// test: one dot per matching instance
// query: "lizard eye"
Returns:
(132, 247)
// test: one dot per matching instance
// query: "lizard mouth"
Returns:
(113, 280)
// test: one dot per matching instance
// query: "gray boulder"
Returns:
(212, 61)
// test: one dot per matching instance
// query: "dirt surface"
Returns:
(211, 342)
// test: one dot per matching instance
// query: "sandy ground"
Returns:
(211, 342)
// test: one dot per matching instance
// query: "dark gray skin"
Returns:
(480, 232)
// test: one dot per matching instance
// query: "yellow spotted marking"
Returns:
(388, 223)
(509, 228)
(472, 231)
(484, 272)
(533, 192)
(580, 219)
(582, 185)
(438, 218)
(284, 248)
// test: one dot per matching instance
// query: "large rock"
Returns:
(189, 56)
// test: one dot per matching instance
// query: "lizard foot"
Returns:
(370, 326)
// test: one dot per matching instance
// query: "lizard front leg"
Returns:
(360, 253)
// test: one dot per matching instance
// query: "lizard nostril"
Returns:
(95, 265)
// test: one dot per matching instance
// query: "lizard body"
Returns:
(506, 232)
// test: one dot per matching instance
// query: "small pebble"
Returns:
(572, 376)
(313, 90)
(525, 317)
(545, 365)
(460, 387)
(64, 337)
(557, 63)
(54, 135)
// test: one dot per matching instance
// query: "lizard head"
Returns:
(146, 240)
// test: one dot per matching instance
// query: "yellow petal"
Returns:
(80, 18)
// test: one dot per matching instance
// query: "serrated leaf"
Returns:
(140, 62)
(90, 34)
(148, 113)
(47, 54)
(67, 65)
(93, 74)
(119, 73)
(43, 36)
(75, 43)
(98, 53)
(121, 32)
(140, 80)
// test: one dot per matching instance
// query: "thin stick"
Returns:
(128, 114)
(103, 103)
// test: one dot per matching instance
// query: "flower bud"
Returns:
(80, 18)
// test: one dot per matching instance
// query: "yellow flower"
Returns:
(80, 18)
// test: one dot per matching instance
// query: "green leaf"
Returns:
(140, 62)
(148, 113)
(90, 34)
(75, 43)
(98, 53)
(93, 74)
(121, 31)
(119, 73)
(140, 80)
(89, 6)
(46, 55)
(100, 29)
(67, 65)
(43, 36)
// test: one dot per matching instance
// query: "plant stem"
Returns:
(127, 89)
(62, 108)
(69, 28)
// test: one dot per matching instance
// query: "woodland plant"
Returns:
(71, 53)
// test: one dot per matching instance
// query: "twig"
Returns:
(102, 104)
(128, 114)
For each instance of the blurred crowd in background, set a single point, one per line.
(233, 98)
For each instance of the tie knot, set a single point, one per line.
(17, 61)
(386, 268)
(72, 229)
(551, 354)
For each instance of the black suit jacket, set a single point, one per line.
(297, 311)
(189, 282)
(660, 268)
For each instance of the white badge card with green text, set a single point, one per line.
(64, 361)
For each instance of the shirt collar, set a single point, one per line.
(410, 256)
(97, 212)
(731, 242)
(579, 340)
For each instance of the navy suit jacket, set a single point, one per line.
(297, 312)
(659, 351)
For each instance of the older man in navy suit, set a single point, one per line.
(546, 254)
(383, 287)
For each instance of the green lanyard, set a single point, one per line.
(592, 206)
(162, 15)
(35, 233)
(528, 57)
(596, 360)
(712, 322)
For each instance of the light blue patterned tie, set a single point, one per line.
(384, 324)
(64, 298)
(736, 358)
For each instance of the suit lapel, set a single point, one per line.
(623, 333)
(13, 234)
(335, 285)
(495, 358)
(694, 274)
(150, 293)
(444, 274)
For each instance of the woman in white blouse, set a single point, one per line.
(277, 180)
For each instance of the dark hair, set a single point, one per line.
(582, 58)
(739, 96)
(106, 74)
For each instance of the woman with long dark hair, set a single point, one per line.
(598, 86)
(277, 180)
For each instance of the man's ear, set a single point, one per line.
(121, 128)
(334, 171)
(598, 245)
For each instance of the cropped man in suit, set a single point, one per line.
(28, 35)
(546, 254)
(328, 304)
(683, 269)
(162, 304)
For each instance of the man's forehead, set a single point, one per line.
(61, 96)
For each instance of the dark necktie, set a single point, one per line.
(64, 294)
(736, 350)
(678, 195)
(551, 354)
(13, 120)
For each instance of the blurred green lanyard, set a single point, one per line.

○ ○ ○

**WORK TO COMPLETE**
Go through the data and copy every line that includes "plant".

**ANSWER SPACE**
// query: "plant stem"
// query: "woodland plant"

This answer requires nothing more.